§ EXCERPT TO READ:
Re: Improving connection scalability: GetSnapshotData()

From: Andres Freund <andres(at)anarazel(dot)de>
To: Robert Haas <robertmhaas(at)gmail(dot)com>
Cc: PostgreSQL Hackers <pgsql-hackers(at)postgresql(dot)org>, Peter Geoghegan <pg(at)bowt(dot)ie>, Alexander Korotkov <a(dot)korotkov(at)postgrespro(dot)ru>, Alvaro Herrera <alvherre(at)2ndquadrant(dot)com>, Jonathan Katz <jkatz(at)postgresql(dot)org>, Bruce Momjian <bruce(at)momjian(dot)us>, Thomas Munro <thomas(dot)munro(at)gmail(dot)com>, David Rowley <dgrowleyml(at)gmail(dot)com>
Subject: Re: Improving connection scalability: GetSnapshotData()
Date: 2020-04-07 19:43:27
Message-ID: 20200407194327.6u67yoqe3n4hdwmu@alap3.anarazel.de
Views: Raw Message | Whole Thread | Download mbox | Resend email
Thread:
Lists: pgsql-hackers

Hi,

On 2020-04-07 15:03:46 -0400, Robert Haas wrote:
> On Tue, Apr 7, 2020 at 1:51 PM Andres Freund <andres(at)anarazel(dot)de> wrote:
> > > ComputedHorizons seems like a fairly generic name. I think there's
> > > some relationship between InvisibleToEveryoneState and
> > > ComputedHorizons that should be brought out more clearly by the naming
> > > and the comments.

§ EXTRACTED DATA:
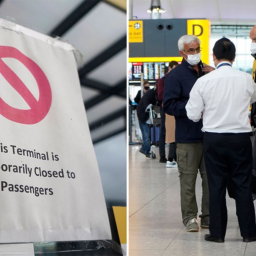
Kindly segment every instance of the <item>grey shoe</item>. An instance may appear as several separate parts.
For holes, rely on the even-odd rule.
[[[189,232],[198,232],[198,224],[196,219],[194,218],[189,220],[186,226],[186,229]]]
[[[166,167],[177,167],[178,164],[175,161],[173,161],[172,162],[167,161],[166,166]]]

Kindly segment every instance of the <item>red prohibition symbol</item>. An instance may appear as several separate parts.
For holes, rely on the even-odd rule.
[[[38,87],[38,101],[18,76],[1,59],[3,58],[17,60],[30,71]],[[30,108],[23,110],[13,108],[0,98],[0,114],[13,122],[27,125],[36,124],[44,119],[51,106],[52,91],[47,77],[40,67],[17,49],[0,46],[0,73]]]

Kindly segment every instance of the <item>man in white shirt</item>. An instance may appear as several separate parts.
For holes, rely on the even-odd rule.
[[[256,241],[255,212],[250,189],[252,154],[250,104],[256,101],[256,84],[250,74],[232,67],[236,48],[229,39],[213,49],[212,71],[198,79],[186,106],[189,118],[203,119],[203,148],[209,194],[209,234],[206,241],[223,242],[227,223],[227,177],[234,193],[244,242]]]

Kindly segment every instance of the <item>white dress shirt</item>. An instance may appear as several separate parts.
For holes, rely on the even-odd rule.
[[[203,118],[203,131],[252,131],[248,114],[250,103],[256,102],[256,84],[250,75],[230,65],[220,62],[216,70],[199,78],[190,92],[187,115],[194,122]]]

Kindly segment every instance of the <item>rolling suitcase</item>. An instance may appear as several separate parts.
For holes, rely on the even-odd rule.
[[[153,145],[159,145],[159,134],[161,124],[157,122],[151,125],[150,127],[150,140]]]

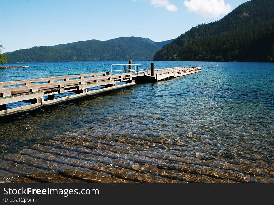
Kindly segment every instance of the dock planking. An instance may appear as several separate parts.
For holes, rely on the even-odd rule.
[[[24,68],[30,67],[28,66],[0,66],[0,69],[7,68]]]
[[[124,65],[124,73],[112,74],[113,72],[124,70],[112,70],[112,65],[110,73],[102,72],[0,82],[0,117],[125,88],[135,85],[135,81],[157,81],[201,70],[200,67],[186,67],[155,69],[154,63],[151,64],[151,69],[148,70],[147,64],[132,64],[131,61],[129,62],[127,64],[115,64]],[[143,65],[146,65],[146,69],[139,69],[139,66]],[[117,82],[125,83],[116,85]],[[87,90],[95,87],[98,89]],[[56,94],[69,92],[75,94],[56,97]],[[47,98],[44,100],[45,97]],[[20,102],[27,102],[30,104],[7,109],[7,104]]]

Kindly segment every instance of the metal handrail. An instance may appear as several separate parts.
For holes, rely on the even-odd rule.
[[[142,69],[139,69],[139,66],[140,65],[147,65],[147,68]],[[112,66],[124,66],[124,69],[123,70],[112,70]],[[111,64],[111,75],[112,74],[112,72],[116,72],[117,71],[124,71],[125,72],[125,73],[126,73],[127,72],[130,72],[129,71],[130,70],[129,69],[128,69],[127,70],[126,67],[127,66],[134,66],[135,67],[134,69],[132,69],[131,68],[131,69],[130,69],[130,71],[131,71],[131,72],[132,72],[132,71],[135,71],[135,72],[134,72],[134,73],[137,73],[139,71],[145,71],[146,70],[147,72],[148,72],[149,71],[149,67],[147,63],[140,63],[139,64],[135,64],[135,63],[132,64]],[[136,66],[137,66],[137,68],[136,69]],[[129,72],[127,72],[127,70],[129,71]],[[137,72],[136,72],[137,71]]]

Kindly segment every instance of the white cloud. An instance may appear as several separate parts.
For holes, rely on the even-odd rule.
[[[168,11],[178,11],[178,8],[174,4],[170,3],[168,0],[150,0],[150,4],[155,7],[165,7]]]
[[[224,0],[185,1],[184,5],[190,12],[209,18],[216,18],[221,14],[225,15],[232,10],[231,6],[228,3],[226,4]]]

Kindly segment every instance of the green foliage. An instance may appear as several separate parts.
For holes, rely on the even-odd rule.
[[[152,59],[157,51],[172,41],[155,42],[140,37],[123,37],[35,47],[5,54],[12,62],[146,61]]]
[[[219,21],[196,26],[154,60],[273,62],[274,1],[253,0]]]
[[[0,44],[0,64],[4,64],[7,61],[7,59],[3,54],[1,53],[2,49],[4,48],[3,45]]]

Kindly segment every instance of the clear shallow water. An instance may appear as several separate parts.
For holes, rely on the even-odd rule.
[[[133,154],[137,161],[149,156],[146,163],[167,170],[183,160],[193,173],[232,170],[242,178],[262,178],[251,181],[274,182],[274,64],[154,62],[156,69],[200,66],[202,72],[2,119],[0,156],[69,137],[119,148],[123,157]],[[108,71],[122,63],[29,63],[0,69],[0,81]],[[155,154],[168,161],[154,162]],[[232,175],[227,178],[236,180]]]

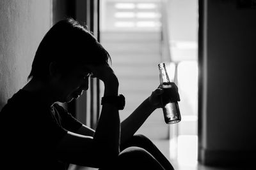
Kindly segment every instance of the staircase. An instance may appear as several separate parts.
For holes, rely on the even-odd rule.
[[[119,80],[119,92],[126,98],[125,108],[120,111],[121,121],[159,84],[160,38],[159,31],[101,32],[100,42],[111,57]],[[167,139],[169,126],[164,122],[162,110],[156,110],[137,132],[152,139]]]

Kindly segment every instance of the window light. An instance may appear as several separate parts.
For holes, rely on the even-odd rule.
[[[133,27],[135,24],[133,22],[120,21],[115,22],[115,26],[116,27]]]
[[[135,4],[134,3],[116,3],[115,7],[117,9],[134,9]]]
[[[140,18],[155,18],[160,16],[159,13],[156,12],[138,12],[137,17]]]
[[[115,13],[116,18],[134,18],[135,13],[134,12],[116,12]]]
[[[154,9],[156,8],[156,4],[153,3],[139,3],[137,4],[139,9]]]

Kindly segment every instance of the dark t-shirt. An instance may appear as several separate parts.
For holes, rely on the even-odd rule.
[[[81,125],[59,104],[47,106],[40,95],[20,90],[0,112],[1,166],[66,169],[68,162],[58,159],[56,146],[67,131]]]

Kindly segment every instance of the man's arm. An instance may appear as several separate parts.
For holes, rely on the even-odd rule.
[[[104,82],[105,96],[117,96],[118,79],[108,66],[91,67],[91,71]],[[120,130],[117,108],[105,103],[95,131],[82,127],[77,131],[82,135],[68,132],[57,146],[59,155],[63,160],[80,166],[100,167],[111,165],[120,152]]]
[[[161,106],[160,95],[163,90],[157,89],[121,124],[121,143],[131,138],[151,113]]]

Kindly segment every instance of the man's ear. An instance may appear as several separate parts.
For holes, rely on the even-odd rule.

§ WHAT TO DO:
1) Repeat the part of the mailing-list message between "From: Andres Freund" and "Subject: Re: Improving connection scalability: GetSnapshotData()", inclusive, word for word.
2) Reproduce word for word the lines of the records between the lines holding "Kindly segment every instance of the dock" and "[[[24,68],[30,67],[28,66],[0,66],[0,69],[7,68]]]", inclusive, and nothing else.

§ TASK SOLUTIONS:
1)
From: Andres Freund <andres(at)anarazel(dot)de>
To: Robert Haas <robertmhaas(at)gmail(dot)com>
Cc: PostgreSQL Hackers <pgsql-hackers(at)postgresql(dot)org>, Peter Geoghegan <pg(at)bowt(dot)ie>, Alexander Korotkov <a(dot)korotkov(at)postgrespro(dot)ru>, Alvaro Herrera <alvherre(at)2ndquadrant(dot)com>, Jonathan Katz <jkatz(at)postgresql(dot)org>, Bruce Momjian <bruce(at)momjian(dot)us>, Thomas Munro <thomas(dot)munro(at)gmail(dot)com>, David Rowley <dgrowleyml(at)gmail(dot)com>
Subject: Re: Improving connection scalability: GetSnapshotData()

2)
Kindly segment every instance of the dock planking. An instance may appear as several separate parts.
For holes, rely on the even-odd rule.
[[[24,68],[30,67],[28,66],[0,66],[0,69],[7,68]]]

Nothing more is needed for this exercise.